Black History Month 2014: The Plain of Cul-de-Sac
By Hunter Wallace From Occidental
Haiti
The year is 1899.
Hesketh Prichard, a British explorer, adventurer, and travel writer, has arrived in Haiti to see with his own eyes the land where “the law of the world is reversed, and the Black man rules.”
It has been 105 years since the abolition of slavery in Saint-Domingue in 1794. Nearly a century has passed since Haiti won its independence from France. In Haiti, the negro inherited “a wide land sown with prosperity,” a “made country,” where he was “turned loose to work out his salvation.”
In 1789, there were 58 heavily irrigated sugar plantations covering around 36,000 acres in the Cul-de-Sac plain that surrounds modern Port-au-Prince. The lush fields of the plain were connected to its port by a straight and well-maintained road system.
Once upon a time, the Cul-de-Sac and Artibonite plains in the Western Province around Port-au-Prince – where there had been a total of 314 sugar plantations – were the Detroit of capital intensive, export-based plantation agriculture:
“On my way to San Domingo, I rode out of the capital toward the plain of Cul-de-Sac, which in the days of French occupation had contained many flourishing plantations, the soil being rich and productive beyond the average even in prolific Hayti.
“Yes, sir, you are right plumb in the centre of the most fertile district in Hayti – in the world. Do you know how much the revenue from this Plain of Cul-de-Sac totted up to in the time of the French colony a hundred years back? It was 20,000,000 francs, and what would you put it at now?”

§ **Dataset extract**:

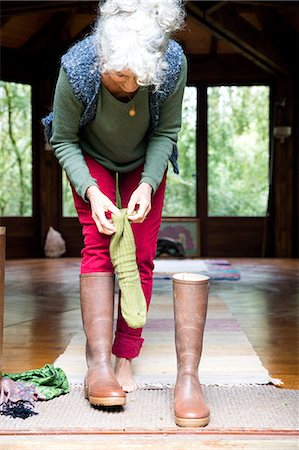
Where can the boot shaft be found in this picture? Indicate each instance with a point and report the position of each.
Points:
(190, 293)
(97, 310)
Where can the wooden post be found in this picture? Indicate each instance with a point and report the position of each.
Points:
(2, 269)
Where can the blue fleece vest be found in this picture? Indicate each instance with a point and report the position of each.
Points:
(82, 67)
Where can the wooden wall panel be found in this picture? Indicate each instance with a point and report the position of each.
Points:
(234, 236)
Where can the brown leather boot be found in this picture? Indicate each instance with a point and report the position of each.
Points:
(190, 307)
(97, 307)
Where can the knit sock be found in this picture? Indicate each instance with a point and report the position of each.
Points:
(123, 257)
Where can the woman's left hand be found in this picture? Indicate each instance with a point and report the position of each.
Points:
(140, 203)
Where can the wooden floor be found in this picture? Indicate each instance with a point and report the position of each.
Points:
(42, 314)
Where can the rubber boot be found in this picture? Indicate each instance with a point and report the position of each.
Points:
(190, 307)
(97, 307)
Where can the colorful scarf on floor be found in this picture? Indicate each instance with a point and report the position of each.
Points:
(19, 391)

§ **Objective A**:
Answer these questions using the text on the Plain of Cul-de-Sac, one answer per line:
(i) How many sugar plantations were in the Cul-de-Sac plain in 1789?
(ii) In what year was slavery abolished in Saint-Domingue?
(iii) What revenue figure is given for the plain in the time of the French colony?
§ **Objective B**:
Repeat word for word a passage from the text on the Plain of Cul-de-Sac, beginning at the words "Once upon a" and stopping after "in prolific Hayti.".

§ **Correct answer A**:
(i) 58
(ii) 1794
(iii) 20,000,000 francs

§ **Correct answer B**:
Once upon a time, the Cul-de-Sac and Artibonite plains in the Western Province around Port-au-Prince – where there had been a total of 314 sugar plantations – were the Detroit of capital intensive, export-based plantation agriculture:
“On my way to San Domingo, I rode out of the capital toward the plain of Cul-de-Sac, which in the days of French occupation had contained many flourishing plantations, the soil being rich and productive beyond the average even in prolific Hayti.